|Developer(s)||Robert McNeel & Associates|
|Initial release||September 2007|
|Stable release||0.8.0052 / September 26, 2011|
|Operating system||Windows (2000/XP/Vista/7)|
Grasshopper™ is a visual programming language developed by David Rutten at Robert McNeel & Associates. Grasshopper runs within the Rhinoceros 3D CAD application. Programs are created by dragging components onto a canvas. The outputs to these components are then connected to the inputs of subsequent components. Grasshopper is used mainly to build generative algorithms. Many of Grasshoppers components create 3D geometry.[ex 1] Programs may also contain other types of algorithms including numeric, textual,[ex 2] audio-visual[ex 3] and haptic applications.[ex 4]
"Popular among students and professionals, McNeel Associate’s Rhino modelling tool is endemic in the architectural design world. The new Grasshopper environment provides an intuitive way to explore designs without having to learn to script."—AEC Magazine
The first version of Grasshopper, called Explicit History at the time, was originally publicly released in September 2007. It is currently in beta phase development and is offered as a free download without expiration date, although a licensed copy or un-expired trial of Rhinoceros 4.0 or higher is required to run the software.
Node based editor
The main interface for algorithm design in Grasshopper is the node-based editor. Data is passed from component to component via connecting wires which always connect an output grip with an input grip. Data can either be defined locally as a constant, or it can be imported from the Rhino document or a file on the computer. Data is always stored in parameters, which can either be free-floating or attached to a component as input and outputs objects.
In the image above we see three free-floating parameters that are hooked up to a subtraction component. The two yellow boxes on the left both define a set of numeric constants. The top-most panel contains four integers (6, 7, 8 and 12) while the bottom-most panel contains only a single value. These floating parameters supply the subtraction component with input data, which results in four output values (6-5=1, 7-5=2, 8-5=3 and 12-5=7). The same result can be achieved using textual expressions and an evaluator component. In this fashion Grasshopper allows users to combine both visual and textual programming within the same environment.
Grasshopper features a fairly advanced GUI with a lot of features that are only rarely found in production software. It is not known however whether these elements improve or impede effective usage. The main window consist mainly of the component 'palettes' and the 'canvas', apart from standard Windows GUI elements such as the title bar, the menu and the status bar. Since Grasshopper is a plug-in to another windowed application, the layout of the main window is kept minimal. Below is a list of some of the more rare GUI elements.

What is asked —
1 – In the Grasshopper text, what was the first version of Grasshopper called when it was released?
2 – Copy word for word from the Grasshopper text, starting with "Grasshopper features a" and going on through "rare GUI elements.".
Rely only on the Grasshopper text for your answers.

[Stored dataset items]
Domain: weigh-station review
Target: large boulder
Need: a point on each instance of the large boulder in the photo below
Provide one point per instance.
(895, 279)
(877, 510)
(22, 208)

Answers given —
1 – Explicit History

2 –
Grasshopper features a fairly advanced GUI with a lot of features that are only rarely found in production software. It is not known however whether these elements improve or impede effective usage. The main window consist mainly of the component 'palettes' and the 'canvas', apart from standard Windows GUI elements such as the title bar, the menu and the status bar. Since Grasshopper is a plug-in to another windowed application, the layout of the main window is kept minimal. Below is a list of some of the more rare GUI elements.